1.1 Name of the disease (synonyms)

Multiple endocrine neoplasia 2A (MEN 2A), multiple endocrine neoplasia 2B (MEN 2B), familial medullary thyroid carcinoma (FMTC).

1.2 OMIM# of the disease

MEN 2A: 171400; MEN 2B: 162300; FMTC: 155240.

1.3 Name of the analysed genes or DNA/chromosome segments

RET proto-oncogene/10q11.2.

1.4 OMIM# of the gene(s)


1.5 Mutational spectrum

Mostly point mutations, insertions of few nucleotides, small indels.

Presently mutations are described in exons 5, 8, 10, 11, 13, 14, 15 and 16.1, 2, 3, 4

1.6 Analytical methods

Bidirectional sequencing of coding regions.

1.7 Analytical validation

Direct sequencing of both strands, verification of sequence results with genomic DNA from the second blood sample. External validation through exchange of DNA control samples with other diagnostic institutions.

1.8 Estimated frequency of the disease (incidence at birth (‘birth prevalence’) or population prevalence)

1 per 30 000.

1.9 If applicable, prevalence in the ethnic group of investigated person

Not available.

* Source information
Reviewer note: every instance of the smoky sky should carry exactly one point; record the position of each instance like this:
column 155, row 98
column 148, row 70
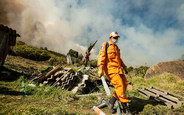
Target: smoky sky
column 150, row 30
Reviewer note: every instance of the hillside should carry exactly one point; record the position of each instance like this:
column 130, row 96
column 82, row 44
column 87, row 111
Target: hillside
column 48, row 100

--

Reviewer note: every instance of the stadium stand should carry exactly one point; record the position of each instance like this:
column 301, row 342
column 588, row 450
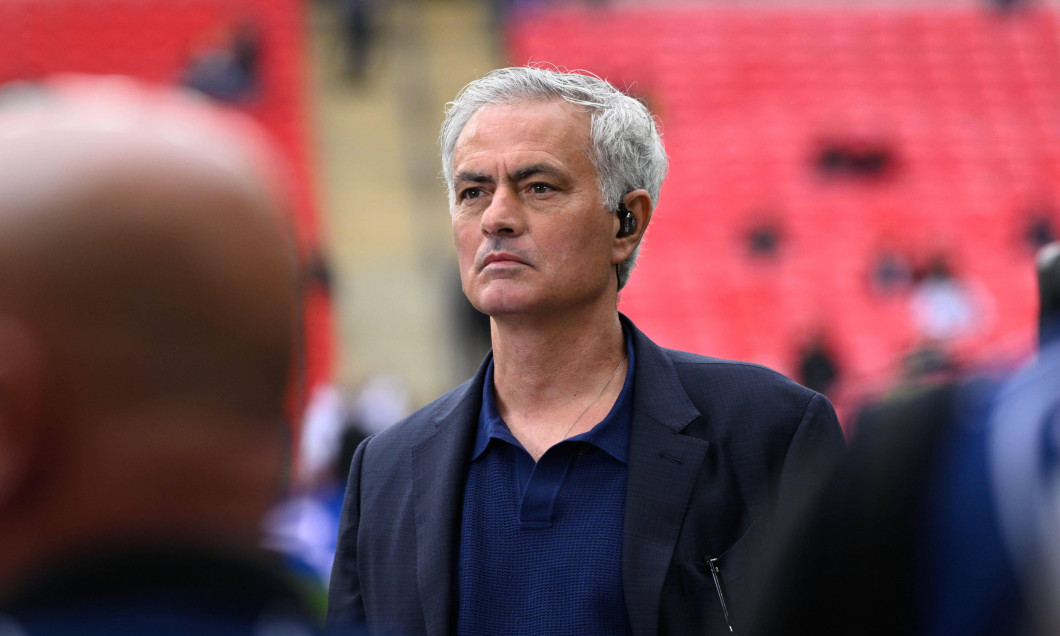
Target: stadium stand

* What to work on
Copy the stretch of the multiple endocrine neoplasia extract from "1.7 Analytical validation" through "1 per 30 000.". The rows come from a source unrelated to the text.

* Solution to the problem
1.7 Analytical validation

Direct sequencing of both strands, verification of sequence results with genomic DNA from the second blood sample. External validation through exchange of DNA control samples with other diagnostic institutions.

1.8 Estimated frequency of the disease (incidence at birth (‘birth prevalence’) or population prevalence)

1 per 30 000.